Los vinos con agujeritos no tienen nada que ver con Julián Weich y su noventoso programa de TV, El agujerito sin fin. Lejos de eso. Sin embargo, esa forma de llamar a un grupo de vinos que no buscan la perfección como motivo estético es de lo más acertada. Tiene una linda historia detrás.
En una comida hace ya algún tiempo, los presentes nos debatíamos entre dos tendencias estéticas en el mundo del vino.
Por un lado, aquellos que venían del palo técnico, enólogos y catadores para quienes los vinos con algún grado manifiesto de desperfecto, sino ya lisa y llanamente defectos, les parecía algo imposible de entender.
Por otro lado, una vanguardia de sommeliers y consumidores con mente abierta encontraban en esa a veces calculada desprolijidad un motivo de distinción.
De hecho, en los vinos hay algunos defectos que son considerados virtudes. Una punta acética puede pasar por fermentación natural sin levaduras, mientras que cierto tufo a ratón de las malas fermentaciones decora el perfil de un puñado de vinos naturales y sin sulfitos.

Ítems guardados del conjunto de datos
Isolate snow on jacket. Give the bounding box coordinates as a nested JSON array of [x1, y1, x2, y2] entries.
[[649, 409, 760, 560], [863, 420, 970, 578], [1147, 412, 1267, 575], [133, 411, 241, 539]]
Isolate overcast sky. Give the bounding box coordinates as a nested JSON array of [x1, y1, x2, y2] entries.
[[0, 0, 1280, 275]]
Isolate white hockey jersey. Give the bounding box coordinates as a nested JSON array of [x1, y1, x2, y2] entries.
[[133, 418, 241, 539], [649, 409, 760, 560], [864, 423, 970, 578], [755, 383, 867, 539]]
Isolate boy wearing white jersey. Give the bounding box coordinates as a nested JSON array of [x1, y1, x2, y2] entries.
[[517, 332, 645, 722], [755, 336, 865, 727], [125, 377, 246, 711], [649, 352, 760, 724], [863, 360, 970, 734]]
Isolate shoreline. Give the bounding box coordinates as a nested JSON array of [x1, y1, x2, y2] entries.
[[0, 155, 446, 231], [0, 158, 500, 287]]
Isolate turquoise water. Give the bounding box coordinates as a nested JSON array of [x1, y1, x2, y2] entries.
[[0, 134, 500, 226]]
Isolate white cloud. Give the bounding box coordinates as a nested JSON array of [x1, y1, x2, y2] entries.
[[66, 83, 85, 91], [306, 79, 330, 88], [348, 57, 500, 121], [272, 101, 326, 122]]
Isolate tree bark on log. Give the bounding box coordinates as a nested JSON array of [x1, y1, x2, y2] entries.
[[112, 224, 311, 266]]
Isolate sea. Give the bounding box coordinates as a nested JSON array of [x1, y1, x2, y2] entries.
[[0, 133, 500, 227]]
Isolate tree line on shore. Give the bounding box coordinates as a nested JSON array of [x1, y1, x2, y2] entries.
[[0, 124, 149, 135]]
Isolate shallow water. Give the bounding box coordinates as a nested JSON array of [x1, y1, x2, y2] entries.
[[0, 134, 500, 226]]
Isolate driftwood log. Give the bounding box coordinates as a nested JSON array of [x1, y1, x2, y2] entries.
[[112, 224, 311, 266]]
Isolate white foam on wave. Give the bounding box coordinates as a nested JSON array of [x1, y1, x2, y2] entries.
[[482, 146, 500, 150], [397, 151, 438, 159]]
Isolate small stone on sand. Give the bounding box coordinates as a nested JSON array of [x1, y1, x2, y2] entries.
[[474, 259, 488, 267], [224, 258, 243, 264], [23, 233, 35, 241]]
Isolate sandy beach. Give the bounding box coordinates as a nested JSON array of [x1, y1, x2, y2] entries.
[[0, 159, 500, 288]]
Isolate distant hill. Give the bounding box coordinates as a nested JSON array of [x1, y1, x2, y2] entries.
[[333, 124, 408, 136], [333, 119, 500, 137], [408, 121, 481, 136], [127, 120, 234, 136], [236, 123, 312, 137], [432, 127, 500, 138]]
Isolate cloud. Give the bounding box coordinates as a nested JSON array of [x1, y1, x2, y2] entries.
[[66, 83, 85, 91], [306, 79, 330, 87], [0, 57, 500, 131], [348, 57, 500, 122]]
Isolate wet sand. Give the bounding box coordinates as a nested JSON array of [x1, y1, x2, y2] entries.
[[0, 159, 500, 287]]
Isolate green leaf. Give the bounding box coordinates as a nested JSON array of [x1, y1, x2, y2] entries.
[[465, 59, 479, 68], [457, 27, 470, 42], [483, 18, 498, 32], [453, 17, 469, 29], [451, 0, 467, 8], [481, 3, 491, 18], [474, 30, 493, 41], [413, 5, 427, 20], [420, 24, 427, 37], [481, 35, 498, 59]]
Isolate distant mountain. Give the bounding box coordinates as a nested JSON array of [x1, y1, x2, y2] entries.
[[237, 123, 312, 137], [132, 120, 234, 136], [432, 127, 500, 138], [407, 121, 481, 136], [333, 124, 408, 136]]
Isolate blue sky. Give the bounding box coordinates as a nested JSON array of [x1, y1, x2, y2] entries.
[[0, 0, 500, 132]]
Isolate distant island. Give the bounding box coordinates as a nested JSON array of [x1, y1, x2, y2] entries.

[INSTRUCCIONES]
- a) Según el texto sobre los vinos con agujeritos, ¿con qué programa de televisión no tienen nada que ver estos vinos?
- b) Explica, a partir del texto sobre los vinos con agujeritos, de qué manera algunos defectos del vino llegan a considerarse virtudes.
- c) Prosigue el texto sobre los vinos con agujeritos a partir de su última oración.

[RESPUESTAS]
- a) Con El agujerito sin fin, el programa noventoso de Julián Weich.

- b) Una punta acética puede pasar por fermentación natural sin levaduras. Además, cierto tufo a ratón, propio de las malas fermentaciones, decora el perfil de un puñado de vinos naturales y sin sulfitos.

- c)
Pero la discusión se iba caldeando para la hora del segundo plato, como cada vez que una discusión es estética.
El punto irreductible era que unos consideran defecto lo que los otros ven como virtud. Y eso es motivo suficiente para agarrarse a trompadas. Basta recordar las disputas entre las vanguardias artísticas del siglo XX –entre dadaístas y cubistas, o entre realistas sucios y realistas mágicos– para darse una idea.
Ya estábamos todos en plan nos bajamos los dientes a botellazos cuando uno de los presentes dio con la metáfora perfecta y salvadora. Desde una suerte de ponderación salomónica, nos escupió a todos en la cara: “Pará loco, ¿acaso nunca se compraron un jean con agujeritos? Esto es igual”.
Y nos dejó a todos boquiabiertos.
Vinos con defectos: los agujeritos en el vino
Así son las modas. Quienes tiene un armario lleno de ropas de distintas épocas, que acumula tantas capas geológicas como devaluaciones, encontrará sin dudas algún pantalón que compró a gastado a propósito en tiempos de Julián Weich.
De todos modos, no hace falta irse tan atrás en el almanaque: hoy mismo en tiendas de moda se consiguen jeans con un flor de siete en cada rodilla para que ellas puedan andar con las piernas al aire.
Sucede que, a la hora de vestirse, el detalle que nombra es más importante a veces que lo que se viste. Pero en el vino el cuento es diferente.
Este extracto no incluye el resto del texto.